**Work instructions:**
Copy out the records below word for word, everything from the line containing "Indicate the red" down to the end of the records.

--- start of Raw data ---

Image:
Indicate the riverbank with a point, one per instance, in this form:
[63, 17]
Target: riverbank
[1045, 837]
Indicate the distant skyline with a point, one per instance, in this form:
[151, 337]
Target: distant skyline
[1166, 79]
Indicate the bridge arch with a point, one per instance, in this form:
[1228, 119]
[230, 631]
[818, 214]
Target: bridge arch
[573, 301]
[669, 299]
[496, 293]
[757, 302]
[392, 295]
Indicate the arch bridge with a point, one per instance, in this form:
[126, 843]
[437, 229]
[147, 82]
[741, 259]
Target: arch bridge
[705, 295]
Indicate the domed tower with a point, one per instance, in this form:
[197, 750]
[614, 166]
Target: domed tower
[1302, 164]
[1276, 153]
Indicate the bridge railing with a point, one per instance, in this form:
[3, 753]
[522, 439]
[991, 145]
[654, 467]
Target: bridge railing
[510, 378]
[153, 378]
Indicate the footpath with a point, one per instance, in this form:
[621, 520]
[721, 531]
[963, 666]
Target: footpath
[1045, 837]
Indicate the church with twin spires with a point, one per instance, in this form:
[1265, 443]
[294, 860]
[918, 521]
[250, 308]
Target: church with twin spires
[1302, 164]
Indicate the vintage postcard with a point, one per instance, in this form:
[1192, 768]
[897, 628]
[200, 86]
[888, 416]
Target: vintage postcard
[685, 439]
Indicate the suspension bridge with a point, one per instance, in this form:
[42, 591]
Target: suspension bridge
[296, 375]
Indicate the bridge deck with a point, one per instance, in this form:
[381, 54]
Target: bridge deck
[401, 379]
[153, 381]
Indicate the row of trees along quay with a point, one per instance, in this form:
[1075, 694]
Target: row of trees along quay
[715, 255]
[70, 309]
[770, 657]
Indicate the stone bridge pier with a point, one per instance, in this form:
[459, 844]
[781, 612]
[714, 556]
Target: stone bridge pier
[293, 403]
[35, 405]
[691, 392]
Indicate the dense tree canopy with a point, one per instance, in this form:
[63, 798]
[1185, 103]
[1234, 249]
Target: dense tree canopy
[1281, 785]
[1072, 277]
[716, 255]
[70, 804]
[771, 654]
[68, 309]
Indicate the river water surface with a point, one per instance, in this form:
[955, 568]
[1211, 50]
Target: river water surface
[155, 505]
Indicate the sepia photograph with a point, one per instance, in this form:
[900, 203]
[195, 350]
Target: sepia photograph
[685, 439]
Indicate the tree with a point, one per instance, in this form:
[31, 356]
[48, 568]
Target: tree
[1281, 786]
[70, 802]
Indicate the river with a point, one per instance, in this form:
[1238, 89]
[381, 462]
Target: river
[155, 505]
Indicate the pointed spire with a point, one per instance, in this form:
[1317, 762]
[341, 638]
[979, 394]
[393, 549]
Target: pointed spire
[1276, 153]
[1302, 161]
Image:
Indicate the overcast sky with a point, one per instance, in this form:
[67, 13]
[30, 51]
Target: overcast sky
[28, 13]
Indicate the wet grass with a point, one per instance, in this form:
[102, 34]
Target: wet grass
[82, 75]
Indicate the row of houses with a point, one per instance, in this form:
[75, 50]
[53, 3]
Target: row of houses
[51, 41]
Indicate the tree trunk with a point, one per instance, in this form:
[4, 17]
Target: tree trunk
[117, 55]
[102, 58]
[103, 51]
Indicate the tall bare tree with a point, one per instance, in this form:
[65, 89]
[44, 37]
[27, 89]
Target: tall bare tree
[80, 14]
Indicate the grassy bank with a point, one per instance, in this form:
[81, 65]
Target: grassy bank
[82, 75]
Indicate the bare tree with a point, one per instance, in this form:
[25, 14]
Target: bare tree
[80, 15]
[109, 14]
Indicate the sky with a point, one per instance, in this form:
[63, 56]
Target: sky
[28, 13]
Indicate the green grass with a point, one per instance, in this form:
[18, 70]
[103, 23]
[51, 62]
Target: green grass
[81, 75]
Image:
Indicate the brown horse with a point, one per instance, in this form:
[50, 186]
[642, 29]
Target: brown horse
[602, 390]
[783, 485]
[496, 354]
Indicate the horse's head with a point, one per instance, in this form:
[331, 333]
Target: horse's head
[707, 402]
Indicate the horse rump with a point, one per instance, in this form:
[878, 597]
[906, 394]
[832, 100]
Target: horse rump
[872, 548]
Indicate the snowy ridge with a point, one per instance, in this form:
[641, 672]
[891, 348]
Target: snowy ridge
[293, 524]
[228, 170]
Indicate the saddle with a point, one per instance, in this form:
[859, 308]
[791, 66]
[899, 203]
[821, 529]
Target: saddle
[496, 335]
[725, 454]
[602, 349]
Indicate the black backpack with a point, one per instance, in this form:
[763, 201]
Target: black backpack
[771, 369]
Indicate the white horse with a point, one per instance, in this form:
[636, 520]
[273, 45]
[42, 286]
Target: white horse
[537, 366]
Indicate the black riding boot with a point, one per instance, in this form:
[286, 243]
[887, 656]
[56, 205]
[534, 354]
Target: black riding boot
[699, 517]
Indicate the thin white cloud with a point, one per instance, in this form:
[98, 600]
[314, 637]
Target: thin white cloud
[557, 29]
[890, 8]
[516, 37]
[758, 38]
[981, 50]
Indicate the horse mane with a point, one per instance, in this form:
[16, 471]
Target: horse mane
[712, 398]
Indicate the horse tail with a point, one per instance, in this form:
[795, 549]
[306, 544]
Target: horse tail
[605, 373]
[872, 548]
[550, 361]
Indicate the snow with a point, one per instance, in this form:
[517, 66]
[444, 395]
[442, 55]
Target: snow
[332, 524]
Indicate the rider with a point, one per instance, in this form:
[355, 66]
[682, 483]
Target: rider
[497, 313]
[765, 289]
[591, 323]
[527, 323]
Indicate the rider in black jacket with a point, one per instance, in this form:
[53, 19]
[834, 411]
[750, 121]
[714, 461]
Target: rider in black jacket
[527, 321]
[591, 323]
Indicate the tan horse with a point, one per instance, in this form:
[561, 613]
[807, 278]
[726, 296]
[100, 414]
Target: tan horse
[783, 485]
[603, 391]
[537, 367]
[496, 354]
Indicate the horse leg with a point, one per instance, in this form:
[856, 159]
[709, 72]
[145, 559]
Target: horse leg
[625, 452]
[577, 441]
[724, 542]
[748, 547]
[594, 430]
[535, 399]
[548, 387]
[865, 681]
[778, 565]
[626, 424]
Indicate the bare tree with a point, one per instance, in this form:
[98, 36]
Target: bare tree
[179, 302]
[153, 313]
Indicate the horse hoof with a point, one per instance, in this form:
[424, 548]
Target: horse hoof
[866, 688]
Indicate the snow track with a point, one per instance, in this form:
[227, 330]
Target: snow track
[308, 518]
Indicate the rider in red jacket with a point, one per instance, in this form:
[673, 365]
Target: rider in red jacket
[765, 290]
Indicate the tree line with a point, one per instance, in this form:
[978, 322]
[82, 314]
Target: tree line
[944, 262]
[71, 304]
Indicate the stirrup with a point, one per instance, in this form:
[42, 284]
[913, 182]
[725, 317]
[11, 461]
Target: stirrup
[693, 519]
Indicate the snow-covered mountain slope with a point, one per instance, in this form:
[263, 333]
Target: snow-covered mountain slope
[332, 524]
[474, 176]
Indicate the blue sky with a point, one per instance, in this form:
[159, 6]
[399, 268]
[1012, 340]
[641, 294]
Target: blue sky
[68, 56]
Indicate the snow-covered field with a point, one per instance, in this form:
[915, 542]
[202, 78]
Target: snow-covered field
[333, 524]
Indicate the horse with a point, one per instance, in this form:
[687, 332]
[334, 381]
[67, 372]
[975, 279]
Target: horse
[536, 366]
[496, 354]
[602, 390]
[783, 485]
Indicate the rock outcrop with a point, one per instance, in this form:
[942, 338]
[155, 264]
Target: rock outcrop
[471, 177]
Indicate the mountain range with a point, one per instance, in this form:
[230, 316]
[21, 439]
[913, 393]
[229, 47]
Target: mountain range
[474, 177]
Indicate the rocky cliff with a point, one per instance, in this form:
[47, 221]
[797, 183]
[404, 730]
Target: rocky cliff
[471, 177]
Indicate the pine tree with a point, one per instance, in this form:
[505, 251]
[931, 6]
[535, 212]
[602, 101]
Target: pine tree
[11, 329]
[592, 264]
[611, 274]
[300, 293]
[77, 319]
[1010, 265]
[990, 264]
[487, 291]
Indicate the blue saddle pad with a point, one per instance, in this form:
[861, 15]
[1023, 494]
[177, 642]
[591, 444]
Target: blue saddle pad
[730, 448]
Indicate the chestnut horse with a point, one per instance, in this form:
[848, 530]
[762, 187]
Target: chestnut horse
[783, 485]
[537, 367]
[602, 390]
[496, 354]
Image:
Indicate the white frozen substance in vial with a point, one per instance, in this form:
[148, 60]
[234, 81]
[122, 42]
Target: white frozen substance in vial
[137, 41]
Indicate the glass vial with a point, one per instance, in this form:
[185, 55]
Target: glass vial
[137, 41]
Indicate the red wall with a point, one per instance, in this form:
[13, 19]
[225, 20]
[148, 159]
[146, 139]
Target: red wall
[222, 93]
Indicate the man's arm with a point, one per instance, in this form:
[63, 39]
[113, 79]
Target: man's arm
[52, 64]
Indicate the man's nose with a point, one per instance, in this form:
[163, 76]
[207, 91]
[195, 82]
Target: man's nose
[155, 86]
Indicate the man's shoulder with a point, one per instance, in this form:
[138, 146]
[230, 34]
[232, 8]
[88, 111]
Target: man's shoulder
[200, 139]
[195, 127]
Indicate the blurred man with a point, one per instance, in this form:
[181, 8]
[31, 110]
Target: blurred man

--- end of Raw data ---

**Response to this task:**
Indicate the red wall with a point, one per instance, in this form:
[13, 19]
[225, 20]
[148, 159]
[146, 139]
Target: red wall
[222, 93]
Indicate the man's arm with a point, one per instance, in this form:
[63, 39]
[113, 79]
Target: man's arm
[52, 64]
Indicate the man's nose with a point, one per instance, in this form:
[163, 76]
[207, 91]
[195, 82]
Target: man's nose
[155, 86]
Indicate the man's shoulder with a point, one per instance, in this form:
[138, 146]
[230, 34]
[232, 8]
[88, 111]
Target: man's shoulder
[200, 139]
[195, 127]
Indicate the blurred man with a point, one per instance, in this form:
[181, 8]
[31, 110]
Target: blurred man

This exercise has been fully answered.